─── Input data

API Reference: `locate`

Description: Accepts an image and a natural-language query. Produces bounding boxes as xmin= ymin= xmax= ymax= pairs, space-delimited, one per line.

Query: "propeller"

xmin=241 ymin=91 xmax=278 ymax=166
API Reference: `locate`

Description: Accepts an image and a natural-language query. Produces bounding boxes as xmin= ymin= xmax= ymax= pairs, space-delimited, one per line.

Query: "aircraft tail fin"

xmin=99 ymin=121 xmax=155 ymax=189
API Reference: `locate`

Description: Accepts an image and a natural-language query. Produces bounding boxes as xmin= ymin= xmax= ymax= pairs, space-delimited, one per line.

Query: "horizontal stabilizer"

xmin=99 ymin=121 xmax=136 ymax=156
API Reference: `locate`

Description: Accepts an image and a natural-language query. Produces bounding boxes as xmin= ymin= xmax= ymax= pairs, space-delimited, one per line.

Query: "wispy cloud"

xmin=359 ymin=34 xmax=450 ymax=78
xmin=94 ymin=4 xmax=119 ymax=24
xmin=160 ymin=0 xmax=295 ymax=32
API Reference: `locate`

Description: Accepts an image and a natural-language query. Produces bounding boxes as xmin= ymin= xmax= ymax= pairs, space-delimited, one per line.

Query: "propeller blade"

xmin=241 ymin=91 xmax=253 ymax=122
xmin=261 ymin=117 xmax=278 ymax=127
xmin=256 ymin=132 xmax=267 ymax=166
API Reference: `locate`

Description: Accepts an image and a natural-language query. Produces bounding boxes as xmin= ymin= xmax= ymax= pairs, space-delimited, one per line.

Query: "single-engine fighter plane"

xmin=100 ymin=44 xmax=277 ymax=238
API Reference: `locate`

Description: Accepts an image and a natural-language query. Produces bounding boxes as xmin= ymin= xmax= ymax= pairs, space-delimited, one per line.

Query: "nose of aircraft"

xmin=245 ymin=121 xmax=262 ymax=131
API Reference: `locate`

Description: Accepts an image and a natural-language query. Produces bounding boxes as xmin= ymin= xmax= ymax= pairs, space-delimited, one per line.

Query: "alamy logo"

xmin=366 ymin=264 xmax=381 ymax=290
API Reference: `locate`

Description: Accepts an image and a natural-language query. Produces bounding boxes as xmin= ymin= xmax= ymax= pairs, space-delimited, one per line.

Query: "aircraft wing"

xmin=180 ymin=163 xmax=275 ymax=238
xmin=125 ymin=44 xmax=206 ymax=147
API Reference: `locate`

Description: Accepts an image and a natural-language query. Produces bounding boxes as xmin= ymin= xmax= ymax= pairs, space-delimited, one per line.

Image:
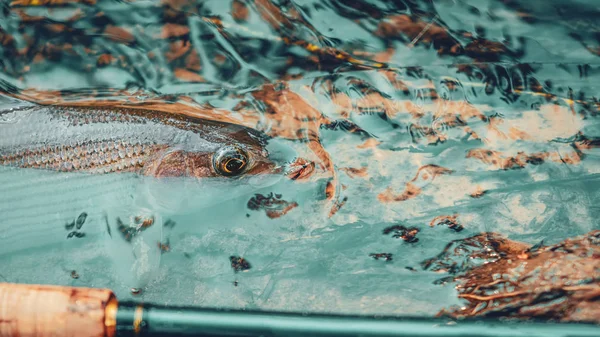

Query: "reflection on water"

xmin=0 ymin=0 xmax=600 ymax=320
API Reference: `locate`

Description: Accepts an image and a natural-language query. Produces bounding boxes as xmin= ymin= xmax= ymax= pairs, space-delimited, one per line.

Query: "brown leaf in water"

xmin=377 ymin=165 xmax=452 ymax=203
xmin=467 ymin=149 xmax=550 ymax=170
xmin=160 ymin=23 xmax=190 ymax=39
xmin=104 ymin=25 xmax=135 ymax=43
xmin=377 ymin=183 xmax=422 ymax=203
xmin=436 ymin=230 xmax=600 ymax=323
xmin=96 ymin=54 xmax=115 ymax=67
xmin=429 ymin=214 xmax=464 ymax=232
xmin=173 ymin=68 xmax=204 ymax=82
xmin=165 ymin=40 xmax=192 ymax=62
xmin=356 ymin=138 xmax=381 ymax=149
xmin=340 ymin=166 xmax=369 ymax=178
xmin=231 ymin=0 xmax=249 ymax=22
xmin=248 ymin=193 xmax=298 ymax=219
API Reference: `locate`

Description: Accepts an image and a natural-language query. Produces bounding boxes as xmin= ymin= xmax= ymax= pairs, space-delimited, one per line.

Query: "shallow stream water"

xmin=0 ymin=0 xmax=600 ymax=316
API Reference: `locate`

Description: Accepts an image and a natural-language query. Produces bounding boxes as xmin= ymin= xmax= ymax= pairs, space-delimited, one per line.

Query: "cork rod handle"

xmin=0 ymin=283 xmax=117 ymax=337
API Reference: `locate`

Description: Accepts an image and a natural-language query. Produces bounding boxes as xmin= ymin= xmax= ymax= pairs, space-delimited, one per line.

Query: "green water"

xmin=0 ymin=0 xmax=600 ymax=316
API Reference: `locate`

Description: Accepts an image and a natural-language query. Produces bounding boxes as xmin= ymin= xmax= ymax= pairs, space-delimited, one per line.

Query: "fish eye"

xmin=213 ymin=146 xmax=248 ymax=177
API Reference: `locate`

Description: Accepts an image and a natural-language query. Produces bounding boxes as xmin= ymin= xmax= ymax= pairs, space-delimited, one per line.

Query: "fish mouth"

xmin=281 ymin=158 xmax=315 ymax=180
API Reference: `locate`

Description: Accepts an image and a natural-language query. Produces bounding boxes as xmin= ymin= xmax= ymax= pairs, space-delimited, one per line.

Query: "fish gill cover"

xmin=0 ymin=0 xmax=600 ymax=322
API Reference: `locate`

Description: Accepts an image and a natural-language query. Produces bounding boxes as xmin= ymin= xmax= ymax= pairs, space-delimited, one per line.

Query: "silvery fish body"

xmin=0 ymin=98 xmax=289 ymax=266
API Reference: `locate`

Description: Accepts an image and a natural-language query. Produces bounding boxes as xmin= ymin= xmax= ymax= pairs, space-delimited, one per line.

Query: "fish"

xmin=0 ymin=96 xmax=298 ymax=255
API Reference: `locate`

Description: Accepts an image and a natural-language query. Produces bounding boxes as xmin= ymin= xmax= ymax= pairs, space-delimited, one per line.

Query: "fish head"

xmin=142 ymin=125 xmax=310 ymax=213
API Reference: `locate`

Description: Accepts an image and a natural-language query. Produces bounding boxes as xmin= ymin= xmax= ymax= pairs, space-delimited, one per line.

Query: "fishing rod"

xmin=0 ymin=283 xmax=600 ymax=337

──────

## [Exercise task]
Please quote every one of the records above word for word, leaving out the pictures.

## [Solution to this problem]
API Reference: `locate`

Description: Accepts an image and a natural-language query. Produces bounding boxes as xmin= ymin= xmax= ymax= pairs, space-delimited, one per line.

Query: "propeller"

xmin=241 ymin=91 xmax=278 ymax=166
API Reference: `locate`

Description: Accepts an image and a natural-language query. Produces bounding boxes as xmin= ymin= xmax= ymax= pairs, space-delimited, one per line.

Query: "aircraft tail fin"

xmin=99 ymin=121 xmax=155 ymax=189
API Reference: `locate`

Description: Accepts an image and a natural-language query. Produces bounding boxes as xmin= ymin= xmax= ymax= pairs, space-delimited, one per line.

Query: "horizontal stabilizer"

xmin=99 ymin=121 xmax=136 ymax=156
API Reference: `locate`

Description: Accepts an image and a natural-language query. Produces bounding boxes as xmin= ymin= xmax= ymax= pairs, space-delimited, one per line.

Query: "wispy cloud"

xmin=359 ymin=34 xmax=450 ymax=78
xmin=94 ymin=4 xmax=119 ymax=24
xmin=160 ymin=0 xmax=295 ymax=32
API Reference: `locate`

Description: Accepts an image and a natural-language query. Produces bounding boxes as xmin= ymin= xmax= ymax= pairs, space-delimited, one per line.

Query: "propeller blade"

xmin=241 ymin=91 xmax=253 ymax=122
xmin=261 ymin=117 xmax=278 ymax=127
xmin=256 ymin=132 xmax=267 ymax=166
API Reference: `locate`

Description: Accepts an image and a natural-language query. Produces bounding boxes as xmin= ymin= xmax= ymax= pairs, space-delimited, one per line.

Query: "single-engine fighter plane"

xmin=100 ymin=44 xmax=277 ymax=238
API Reference: `locate`

Description: Accepts an image and a natural-language query. Produces bounding boxes as xmin= ymin= xmax= ymax= pairs, space-delimited, one per line.

Query: "nose of aircraft"

xmin=245 ymin=121 xmax=262 ymax=131
API Reference: `locate`

Description: Accepts an image and a natural-language query. Produces bounding boxes as xmin= ymin= xmax= ymax= pairs, space-delimited, one per line.

Query: "alamy logo"

xmin=366 ymin=264 xmax=381 ymax=290
API Reference: `locate`

Description: Accepts an image and a natural-language query. Produces bounding boxes as xmin= ymin= xmax= ymax= pairs, space-delimited, one per line.

Query: "aircraft wing"

xmin=180 ymin=163 xmax=275 ymax=238
xmin=125 ymin=44 xmax=206 ymax=147
API Reference: `locate`

Description: Accepts an image and a natural-language query. Produces bounding boxes as xmin= ymin= xmax= ymax= pairs, space-delimited, one per line.

Image:

Query: "reflection on water"

xmin=0 ymin=0 xmax=600 ymax=320
API Reference: `locate`

Description: Accepts an image and a natural-language query. Produces bounding boxes as xmin= ymin= xmax= ymax= pairs, space-delimited, one per line.

Query: "brown leaf in water"

xmin=377 ymin=165 xmax=452 ymax=203
xmin=467 ymin=149 xmax=550 ymax=170
xmin=160 ymin=23 xmax=190 ymax=39
xmin=104 ymin=25 xmax=135 ymax=43
xmin=377 ymin=183 xmax=422 ymax=203
xmin=436 ymin=230 xmax=600 ymax=323
xmin=96 ymin=54 xmax=115 ymax=67
xmin=429 ymin=214 xmax=464 ymax=232
xmin=173 ymin=68 xmax=204 ymax=82
xmin=165 ymin=40 xmax=192 ymax=62
xmin=356 ymin=138 xmax=381 ymax=149
xmin=340 ymin=166 xmax=369 ymax=178
xmin=231 ymin=0 xmax=249 ymax=22
xmin=248 ymin=193 xmax=298 ymax=219
API Reference: `locate`

Description: Accepts an image and a natural-language query. Produces bounding boxes as xmin= ymin= xmax= ymax= pairs, space-delimited, one per line.

Query: "shallow stream water"

xmin=0 ymin=0 xmax=600 ymax=316
API Reference: `locate`

Description: Accepts an image and a natural-language query. Produces bounding boxes as xmin= ymin= xmax= ymax= pairs, space-delimited, one per line.

Query: "cork rod handle"

xmin=0 ymin=283 xmax=117 ymax=337
API Reference: `locate`

Description: Accepts an image and a natural-language query. Produces bounding boxes as xmin= ymin= xmax= ymax= pairs, space-delimited, one per line.

Query: "green water"

xmin=0 ymin=0 xmax=600 ymax=316
API Reference: `locate`

Description: Accepts an image and a natural-language query. Produces bounding boxes as xmin= ymin= xmax= ymax= pairs, space-delimited, one per line.

Query: "fish eye"

xmin=213 ymin=146 xmax=248 ymax=177
API Reference: `locate`

Description: Accepts an image and a natural-language query. Produces bounding boxes as xmin= ymin= xmax= ymax= pairs, space-delimited, one per line.

Query: "fish mouth"

xmin=281 ymin=158 xmax=315 ymax=180
API Reference: `locate`

Description: Accepts an image and a natural-language query. Produces bounding boxes as xmin= ymin= xmax= ymax= pairs, space-delimited, one per line.

Query: "fish gill cover"

xmin=0 ymin=0 xmax=600 ymax=322
API Reference: `locate`

Description: Accepts an image and a natural-language query. Produces bounding boxes as xmin= ymin= xmax= ymax= pairs, space-delimited, one per line.

Query: "silvery fish body"

xmin=0 ymin=98 xmax=289 ymax=266
API Reference: `locate`

Description: Accepts an image and a natural-language query. Produces bounding boxes as xmin= ymin= xmax= ymax= pairs, space-delimited, one per line.

Query: "fish"

xmin=0 ymin=96 xmax=298 ymax=255
API Reference: `locate`

Description: Accepts an image and a natural-language query. Produces bounding boxes as xmin= ymin= xmax= ymax= pairs, space-delimited, one per line.

Query: "fish head"

xmin=142 ymin=125 xmax=310 ymax=213
API Reference: `locate`

Description: Accepts an image and a natural-language query. Produces bounding boxes as xmin= ymin= xmax= ymax= pairs, space-delimited, one per line.

Query: "fishing rod"

xmin=0 ymin=283 xmax=600 ymax=337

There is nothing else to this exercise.